_TASK DETAILS:_ Repeat the lines from the line with "Could you please point out the sky" to the line with "Could you please point out the wooden" in the listing below, keeping both end lines and adding nothing.

_INFORMATION SUPPLIED:_

"""

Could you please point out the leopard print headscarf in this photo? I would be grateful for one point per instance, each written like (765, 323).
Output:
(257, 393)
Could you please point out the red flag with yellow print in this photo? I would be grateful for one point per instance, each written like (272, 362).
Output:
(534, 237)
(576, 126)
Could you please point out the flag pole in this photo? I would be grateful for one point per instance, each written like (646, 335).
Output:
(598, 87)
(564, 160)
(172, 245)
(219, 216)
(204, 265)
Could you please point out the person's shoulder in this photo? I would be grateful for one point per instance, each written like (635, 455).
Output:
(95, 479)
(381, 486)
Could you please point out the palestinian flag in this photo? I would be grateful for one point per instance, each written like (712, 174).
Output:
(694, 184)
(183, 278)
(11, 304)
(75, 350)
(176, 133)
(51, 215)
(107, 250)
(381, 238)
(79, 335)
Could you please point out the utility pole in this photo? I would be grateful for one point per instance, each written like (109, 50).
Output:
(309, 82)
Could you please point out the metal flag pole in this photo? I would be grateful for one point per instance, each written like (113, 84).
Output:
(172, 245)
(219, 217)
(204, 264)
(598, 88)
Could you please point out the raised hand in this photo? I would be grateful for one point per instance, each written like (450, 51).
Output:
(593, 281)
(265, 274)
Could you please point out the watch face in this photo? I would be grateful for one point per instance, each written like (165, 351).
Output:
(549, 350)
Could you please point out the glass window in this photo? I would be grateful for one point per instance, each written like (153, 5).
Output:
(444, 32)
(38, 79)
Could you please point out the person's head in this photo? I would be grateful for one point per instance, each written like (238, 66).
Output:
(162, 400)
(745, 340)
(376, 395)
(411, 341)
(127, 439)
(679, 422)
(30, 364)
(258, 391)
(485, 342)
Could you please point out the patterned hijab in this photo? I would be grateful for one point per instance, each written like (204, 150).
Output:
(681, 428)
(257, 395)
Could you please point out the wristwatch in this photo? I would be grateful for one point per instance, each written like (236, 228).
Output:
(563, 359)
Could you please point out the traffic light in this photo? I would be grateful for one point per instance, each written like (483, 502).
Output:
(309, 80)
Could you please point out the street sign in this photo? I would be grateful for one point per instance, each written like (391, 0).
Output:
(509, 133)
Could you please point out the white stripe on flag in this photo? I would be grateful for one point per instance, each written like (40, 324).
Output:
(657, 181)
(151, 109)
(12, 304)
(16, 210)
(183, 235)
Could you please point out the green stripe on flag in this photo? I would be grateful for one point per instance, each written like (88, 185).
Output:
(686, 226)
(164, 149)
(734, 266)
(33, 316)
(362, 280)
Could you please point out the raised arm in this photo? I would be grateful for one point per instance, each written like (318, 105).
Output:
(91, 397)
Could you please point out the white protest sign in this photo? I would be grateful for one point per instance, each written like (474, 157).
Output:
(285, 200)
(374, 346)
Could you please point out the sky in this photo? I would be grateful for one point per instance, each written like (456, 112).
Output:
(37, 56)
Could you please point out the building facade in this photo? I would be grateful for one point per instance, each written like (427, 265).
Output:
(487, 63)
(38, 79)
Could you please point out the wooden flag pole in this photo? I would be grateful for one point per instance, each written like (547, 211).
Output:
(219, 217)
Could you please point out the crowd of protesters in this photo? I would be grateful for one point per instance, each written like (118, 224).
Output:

"""

_EXERCISE RESULT:_
Could you please point out the sky in this photo? I would be grateful for one point per instance, each written like (456, 112).
Output:
(37, 56)
Could you please point out the building facade in this photo? I would be grateful for one point per instance, each written like (427, 265).
Output:
(487, 63)
(38, 79)
Could you please point out the wooden flag pole in this photo? I would be grateful for one point per instance, each written like (547, 211).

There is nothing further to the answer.